◆ What the exercise asks ◆
Reproduce the following data verbatim, preserving every line in its original order.

◆ Supplied entries ◆

○ ○ ○

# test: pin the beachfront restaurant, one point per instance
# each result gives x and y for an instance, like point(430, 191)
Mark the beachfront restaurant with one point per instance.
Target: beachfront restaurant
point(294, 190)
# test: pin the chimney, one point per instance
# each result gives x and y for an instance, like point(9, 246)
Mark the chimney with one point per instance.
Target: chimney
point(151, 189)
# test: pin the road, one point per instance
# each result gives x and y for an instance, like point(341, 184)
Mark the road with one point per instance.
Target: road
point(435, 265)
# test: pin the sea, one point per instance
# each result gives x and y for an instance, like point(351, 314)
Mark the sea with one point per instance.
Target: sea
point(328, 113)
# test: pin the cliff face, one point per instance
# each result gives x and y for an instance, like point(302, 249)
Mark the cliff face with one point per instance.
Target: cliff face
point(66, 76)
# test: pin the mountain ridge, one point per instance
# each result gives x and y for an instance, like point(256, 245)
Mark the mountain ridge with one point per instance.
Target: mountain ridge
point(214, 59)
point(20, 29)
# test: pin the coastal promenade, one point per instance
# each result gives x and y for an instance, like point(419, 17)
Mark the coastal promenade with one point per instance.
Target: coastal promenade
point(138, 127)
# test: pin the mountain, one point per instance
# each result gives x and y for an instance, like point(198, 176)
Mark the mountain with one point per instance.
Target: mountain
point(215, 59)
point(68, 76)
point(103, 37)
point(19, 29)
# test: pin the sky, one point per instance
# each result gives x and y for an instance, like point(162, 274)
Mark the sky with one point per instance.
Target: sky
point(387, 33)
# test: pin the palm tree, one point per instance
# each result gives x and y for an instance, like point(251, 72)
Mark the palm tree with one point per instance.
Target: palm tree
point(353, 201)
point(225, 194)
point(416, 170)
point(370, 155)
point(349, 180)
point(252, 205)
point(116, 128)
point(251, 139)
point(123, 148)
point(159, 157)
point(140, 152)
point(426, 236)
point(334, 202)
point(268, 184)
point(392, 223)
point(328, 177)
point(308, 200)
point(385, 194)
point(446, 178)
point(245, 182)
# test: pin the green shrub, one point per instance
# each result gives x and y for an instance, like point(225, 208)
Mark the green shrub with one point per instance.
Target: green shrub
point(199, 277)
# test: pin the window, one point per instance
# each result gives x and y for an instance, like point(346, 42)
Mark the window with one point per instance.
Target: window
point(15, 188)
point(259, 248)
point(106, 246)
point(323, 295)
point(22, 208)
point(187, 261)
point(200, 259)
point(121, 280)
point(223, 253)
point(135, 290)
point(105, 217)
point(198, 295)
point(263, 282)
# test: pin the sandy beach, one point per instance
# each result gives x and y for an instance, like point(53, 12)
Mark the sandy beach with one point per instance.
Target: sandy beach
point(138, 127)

○ ○ ○

◆ Exercise answer ◆
# test: pin the beachfront restaurant, one point per instance
# each result gives x and y for an instance, like point(430, 191)
Mark the beachfront restaurant with one point per instance.
Target: beachfront restaurant
point(294, 190)
# test: pin the chimney, one point per instance
# each result gives x and y for an instance, like point(9, 246)
Mark the chimney with one point per instance.
Target: chimney
point(151, 189)
# test: pin the road, one point per instance
# each result gives x and y for an instance, like point(341, 184)
Mark the road with one point per instance.
Target: road
point(435, 265)
# test: pin the sea, one point per instance
# each result gives x and y for an instance, like point(351, 314)
Mark the sea with one point per instance.
Target: sea
point(328, 113)
# test: pin the cliff face, one point per instance
# each result gives x and y for an instance, like point(302, 249)
Mark the cliff face with one point per instance.
Target: cliff face
point(66, 76)
# test: pin the mountain ridge, one point per instance
# each result gives x and y for an instance, like point(256, 245)
Mark the mountain ridge with one point per instance.
Target: mountain ridge
point(214, 59)
point(20, 29)
# test: pin the coastal promenade, one point per instance
# each result gives x and y for an instance, like point(419, 17)
Mark the coastal promenade with one point per instance.
Target: coastal promenade
point(138, 127)
# test: pin the mountain, one point per instance
# each result gives x and y for an instance, like point(198, 176)
Mark the mountain with one point per instance.
Target: mountain
point(215, 59)
point(68, 76)
point(103, 37)
point(19, 29)
# test: pin the sky, one point per instance
# each result gives x and y for an instance, like point(162, 274)
Mark the sky with one point per instance.
Target: sky
point(387, 33)
# test: pin the palm tree, one point per instance
# each result gives x and y for an instance, like point(251, 72)
Mark the palm tree with one point per instance.
Target: palm tree
point(353, 201)
point(225, 194)
point(416, 170)
point(370, 155)
point(349, 180)
point(252, 205)
point(116, 128)
point(251, 139)
point(123, 148)
point(159, 157)
point(140, 152)
point(426, 236)
point(334, 202)
point(268, 184)
point(392, 223)
point(328, 177)
point(308, 200)
point(385, 194)
point(446, 178)
point(245, 182)
# test: pin the green shrub, one point per instance
# each result gives x and y for an instance, like point(225, 208)
Mark the green shrub with one point per instance.
Target: green shrub
point(199, 277)
# test: pin the window, one point per instance
# each result gives x and y for an instance, like point(346, 42)
Mark the window with one point per instance.
Target: window
point(15, 188)
point(259, 248)
point(106, 246)
point(323, 295)
point(22, 208)
point(187, 261)
point(200, 259)
point(121, 280)
point(223, 253)
point(135, 290)
point(105, 217)
point(198, 295)
point(263, 282)
# test: pin the sandy beach, one point per instance
# each result gives x and y for an instance, like point(53, 12)
Mark the sandy beach with one point per instance.
Target: sandy beach
point(138, 127)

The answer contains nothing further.